Por hacer:
**a)** Imprime del texto sobre Nicolás Suescún todo lo que va desde "Aquello fue como" hasta "fue un maestro.".
**b)** Traduce al inglés esta oración del texto sobre Nicolás Suescún: «Aquello fue como haber tomado créditos extras en una universidad inconcebible».

Texto extraído:
*-*-*
En Los cuadernos de N, libro de muy corta edición publicado por Planeta en 1994, un antihéroe arrastra su existencia por la ciudad de la desesperanza. Está preso del gris de su vestido en unas calles anónimas y crueles hechas con renglones azules, tijeras, pegante, tal vez papel periódico.

N toma notas variadas que conforman una especie de diario al que tiene acceso un amigo suyo, de profesión editor. De los cuadernos de N solo conocemos unos fragmentos, a través de los cuales podemos conjeturar su existencia y construir todo aquello que no dice. Es una novela reticular. Como una máscara superpuesta a una amplia realidad oculta, los breves textos sueltos nos inducen durante 250 páginas a participar en lo que le sucede a N en su universo paralelo: un proceso tan poco fiable como el de los sueños. Nicolás Suescún, su autor, planteaba que el mundo de los sueños era más real que el dudoso ámbito de las percepciones sensoriales.

N no es Nicolás Suescún, pero sí su trasunto. Un collage de Nicolás. El cuerpo de Nicolás, sus chaquetas de cuero, sus buzos, sus mocasines siempre informales, permanecían en la oficina de Cromos. O se daban un septimazo hasta el piso quinto de la calle 17 donde quedaba la revista Nueva Frontera que editaban él y María Mercedes Carranza para su director, el expresidente Lleras; o viajaban desde el edificio Sabana hasta un remanso en el río de cemento que es la avenida Jiménez: el delgado edificio de la librería Buchholz. Pero su mente estaba siempre vagando por el reino de los sueños: de él dijo Hernando Valencia Goelkel que es al acabarse el camino cuando comienza el viaje. “Desplazarse en el espacio nunca podrá tomar el lugar de nuestros sueños”.

*

Para alguien aún imberbe, coincidir con el onirismo de Nicolás Suescún durante cerca de dos años en la revista Cromos no puede haber sido sino un golpe de fortuna. Por algún azar administrativo o tal vez por haber negociado la convivencia entre temperamentos difíciles, nos convertimos en los únicos ocupantes de una de las habitaciones traseras del caserón que ocupaba Cromos en la calle 70. El resto de la redacción estaba en otro espacio, bajo el ojo insomne de Juan Mosca, otro poeta que fungía como jefe de redacción: el inolvidable Fernando Garavito.

Aquello fue como haber tomado créditos extras en una universidad inconcebible. Nicolás no solo era un soñador y un navegante de la literatura que compartía su conocimiento con generosidad y sin arrogancia: era un editor competente y veloz, que conocía por dentro todas las costuras del oficio. No podría decirse que fue reportero: el único que salió a las calles a recoger noticias poéticas en su nombre fue su personaje Bag Bag, y tal vez, pero solo tal vez, N, el autor de los Cuadernos. Pero en el resto de la cocina del oficio, en el arte de la titulación certera, de recortar o consolidar un texto con unos pocos golpes de tecla y cerrar páginas de madrugada, fue un maestro.
*-*-*
Datos extraídos:
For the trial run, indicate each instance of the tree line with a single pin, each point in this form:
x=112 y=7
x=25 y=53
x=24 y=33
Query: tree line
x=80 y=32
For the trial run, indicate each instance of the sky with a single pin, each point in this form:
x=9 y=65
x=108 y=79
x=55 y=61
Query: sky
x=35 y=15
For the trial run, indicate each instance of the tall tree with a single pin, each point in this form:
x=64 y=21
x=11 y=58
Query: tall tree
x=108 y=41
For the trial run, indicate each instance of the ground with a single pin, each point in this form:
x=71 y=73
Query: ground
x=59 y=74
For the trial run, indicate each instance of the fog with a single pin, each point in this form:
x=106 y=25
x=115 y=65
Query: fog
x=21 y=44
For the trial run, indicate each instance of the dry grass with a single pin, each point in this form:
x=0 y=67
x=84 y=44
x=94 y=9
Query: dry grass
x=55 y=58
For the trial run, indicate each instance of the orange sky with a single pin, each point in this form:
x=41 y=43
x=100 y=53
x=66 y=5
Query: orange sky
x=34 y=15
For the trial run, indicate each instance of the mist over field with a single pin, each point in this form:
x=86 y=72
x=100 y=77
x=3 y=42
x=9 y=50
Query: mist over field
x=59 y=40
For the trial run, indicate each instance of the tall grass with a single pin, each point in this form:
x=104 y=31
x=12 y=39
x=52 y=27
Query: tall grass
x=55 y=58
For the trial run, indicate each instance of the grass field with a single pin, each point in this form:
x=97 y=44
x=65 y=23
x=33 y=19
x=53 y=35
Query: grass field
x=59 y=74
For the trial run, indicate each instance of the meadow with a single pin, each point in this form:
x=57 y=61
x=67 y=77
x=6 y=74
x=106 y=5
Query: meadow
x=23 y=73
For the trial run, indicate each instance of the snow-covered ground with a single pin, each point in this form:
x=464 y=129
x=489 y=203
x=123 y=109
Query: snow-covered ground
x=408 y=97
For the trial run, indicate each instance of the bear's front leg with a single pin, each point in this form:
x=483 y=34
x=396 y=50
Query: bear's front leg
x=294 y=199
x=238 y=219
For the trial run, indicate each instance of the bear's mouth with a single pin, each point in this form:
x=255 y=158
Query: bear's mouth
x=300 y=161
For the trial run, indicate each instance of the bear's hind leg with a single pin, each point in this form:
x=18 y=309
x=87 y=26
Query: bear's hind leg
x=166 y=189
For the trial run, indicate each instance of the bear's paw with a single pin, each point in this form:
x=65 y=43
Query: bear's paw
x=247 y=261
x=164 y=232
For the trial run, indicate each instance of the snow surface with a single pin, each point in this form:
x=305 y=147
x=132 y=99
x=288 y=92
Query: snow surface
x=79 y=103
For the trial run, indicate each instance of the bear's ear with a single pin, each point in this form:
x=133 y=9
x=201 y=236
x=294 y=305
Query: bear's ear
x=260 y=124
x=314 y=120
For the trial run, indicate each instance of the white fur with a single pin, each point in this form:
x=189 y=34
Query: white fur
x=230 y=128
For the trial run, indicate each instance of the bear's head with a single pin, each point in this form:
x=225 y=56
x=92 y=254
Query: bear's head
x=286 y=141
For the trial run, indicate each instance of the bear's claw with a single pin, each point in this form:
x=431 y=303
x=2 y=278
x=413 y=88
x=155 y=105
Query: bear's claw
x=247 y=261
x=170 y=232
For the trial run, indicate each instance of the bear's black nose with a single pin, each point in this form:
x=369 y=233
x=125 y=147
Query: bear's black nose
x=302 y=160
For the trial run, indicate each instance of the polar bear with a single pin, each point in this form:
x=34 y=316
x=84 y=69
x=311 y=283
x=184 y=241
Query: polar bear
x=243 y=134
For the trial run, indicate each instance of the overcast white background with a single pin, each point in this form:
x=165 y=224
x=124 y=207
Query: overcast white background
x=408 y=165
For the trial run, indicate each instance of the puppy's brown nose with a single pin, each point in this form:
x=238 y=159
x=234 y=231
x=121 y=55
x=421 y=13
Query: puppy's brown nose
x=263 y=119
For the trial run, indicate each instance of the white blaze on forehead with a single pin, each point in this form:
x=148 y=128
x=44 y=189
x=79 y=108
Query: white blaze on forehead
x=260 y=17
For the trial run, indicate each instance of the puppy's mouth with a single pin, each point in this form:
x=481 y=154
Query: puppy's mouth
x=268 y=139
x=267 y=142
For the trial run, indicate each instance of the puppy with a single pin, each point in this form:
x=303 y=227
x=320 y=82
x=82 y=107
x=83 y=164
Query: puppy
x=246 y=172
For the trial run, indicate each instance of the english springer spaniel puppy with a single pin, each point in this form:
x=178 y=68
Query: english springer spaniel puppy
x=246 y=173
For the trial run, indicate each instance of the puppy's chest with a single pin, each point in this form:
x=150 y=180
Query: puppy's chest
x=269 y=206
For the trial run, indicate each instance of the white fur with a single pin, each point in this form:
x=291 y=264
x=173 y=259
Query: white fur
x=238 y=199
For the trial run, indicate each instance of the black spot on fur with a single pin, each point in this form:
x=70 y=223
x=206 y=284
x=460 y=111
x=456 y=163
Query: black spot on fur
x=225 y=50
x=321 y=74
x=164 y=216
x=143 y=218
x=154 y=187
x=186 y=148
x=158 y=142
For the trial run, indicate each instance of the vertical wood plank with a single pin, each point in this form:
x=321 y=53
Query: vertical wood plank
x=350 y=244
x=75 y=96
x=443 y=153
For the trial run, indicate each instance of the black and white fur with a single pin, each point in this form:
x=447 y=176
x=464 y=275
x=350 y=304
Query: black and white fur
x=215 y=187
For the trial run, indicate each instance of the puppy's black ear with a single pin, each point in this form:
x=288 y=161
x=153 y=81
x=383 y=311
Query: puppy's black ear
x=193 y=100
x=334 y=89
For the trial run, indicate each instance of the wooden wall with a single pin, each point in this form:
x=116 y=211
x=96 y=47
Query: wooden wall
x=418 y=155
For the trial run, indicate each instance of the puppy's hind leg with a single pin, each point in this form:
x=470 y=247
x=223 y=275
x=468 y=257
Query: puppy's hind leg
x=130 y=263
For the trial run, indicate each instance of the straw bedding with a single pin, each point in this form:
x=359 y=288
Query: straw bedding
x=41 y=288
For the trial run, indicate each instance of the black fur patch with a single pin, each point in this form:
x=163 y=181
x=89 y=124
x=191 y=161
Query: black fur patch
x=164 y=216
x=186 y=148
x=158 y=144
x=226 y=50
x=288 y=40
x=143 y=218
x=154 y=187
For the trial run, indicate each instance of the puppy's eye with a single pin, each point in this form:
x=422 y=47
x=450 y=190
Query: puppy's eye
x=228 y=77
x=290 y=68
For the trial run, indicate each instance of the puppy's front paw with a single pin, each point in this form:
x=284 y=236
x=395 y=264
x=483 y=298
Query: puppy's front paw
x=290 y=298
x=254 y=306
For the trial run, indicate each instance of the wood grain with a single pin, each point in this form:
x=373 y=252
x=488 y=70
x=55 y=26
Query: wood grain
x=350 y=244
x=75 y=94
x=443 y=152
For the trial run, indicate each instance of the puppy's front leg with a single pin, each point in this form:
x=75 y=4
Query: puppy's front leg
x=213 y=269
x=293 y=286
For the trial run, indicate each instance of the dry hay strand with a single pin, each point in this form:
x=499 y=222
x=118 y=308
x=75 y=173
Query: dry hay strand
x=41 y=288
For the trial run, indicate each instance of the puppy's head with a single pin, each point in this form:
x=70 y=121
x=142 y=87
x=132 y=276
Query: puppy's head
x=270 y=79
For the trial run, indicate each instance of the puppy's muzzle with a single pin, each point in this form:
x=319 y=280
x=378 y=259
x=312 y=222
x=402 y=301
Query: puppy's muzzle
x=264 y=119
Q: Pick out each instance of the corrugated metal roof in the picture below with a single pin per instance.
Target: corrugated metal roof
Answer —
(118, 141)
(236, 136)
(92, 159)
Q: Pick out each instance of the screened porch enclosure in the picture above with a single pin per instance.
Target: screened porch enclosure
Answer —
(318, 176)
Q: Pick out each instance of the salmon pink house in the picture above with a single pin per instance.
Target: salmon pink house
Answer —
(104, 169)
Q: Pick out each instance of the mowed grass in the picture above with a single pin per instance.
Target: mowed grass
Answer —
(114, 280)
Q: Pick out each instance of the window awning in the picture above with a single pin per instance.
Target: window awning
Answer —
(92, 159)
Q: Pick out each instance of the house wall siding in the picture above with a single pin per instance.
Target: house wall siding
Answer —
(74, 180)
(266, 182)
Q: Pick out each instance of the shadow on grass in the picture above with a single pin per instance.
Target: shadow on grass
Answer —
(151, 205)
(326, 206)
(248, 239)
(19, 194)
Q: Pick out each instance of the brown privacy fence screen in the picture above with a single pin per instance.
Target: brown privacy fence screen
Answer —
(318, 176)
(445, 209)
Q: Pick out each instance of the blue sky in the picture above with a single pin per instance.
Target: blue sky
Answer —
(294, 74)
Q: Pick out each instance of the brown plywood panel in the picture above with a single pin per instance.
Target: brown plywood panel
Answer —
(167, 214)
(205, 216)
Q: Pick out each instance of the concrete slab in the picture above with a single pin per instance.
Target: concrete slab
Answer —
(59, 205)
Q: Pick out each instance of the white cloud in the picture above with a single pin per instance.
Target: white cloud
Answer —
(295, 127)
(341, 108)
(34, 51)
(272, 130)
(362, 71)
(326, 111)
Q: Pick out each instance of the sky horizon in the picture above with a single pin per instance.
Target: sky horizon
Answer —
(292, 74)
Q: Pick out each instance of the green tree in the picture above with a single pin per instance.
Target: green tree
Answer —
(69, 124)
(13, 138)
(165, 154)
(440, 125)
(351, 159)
*-*-*
Respuestas por tarea:
**a)**
Aquello fue como haber tomado créditos extras en una universidad inconcebible. Nicolás no solo era un soñador y un navegante de la literatura que compartía su conocimiento con generosidad y sin arrogancia: era un editor competente y veloz, que conocía por dentro todas las costuras del oficio. No podría decirse que fue reportero: el único que salió a las calles a recoger noticias poéticas en su nombre fue su personaje Bag Bag, y tal vez, pero solo tal vez, N, el autor de los Cuadernos. Pero en el resto de la cocina del oficio, en el arte de la titulación certera, de recortar o consolidar un texto con unos pocos golpes de tecla y cerrar páginas de madrugada, fue un maestro.

**b)** That was like having taken extra credits at an inconceivable university.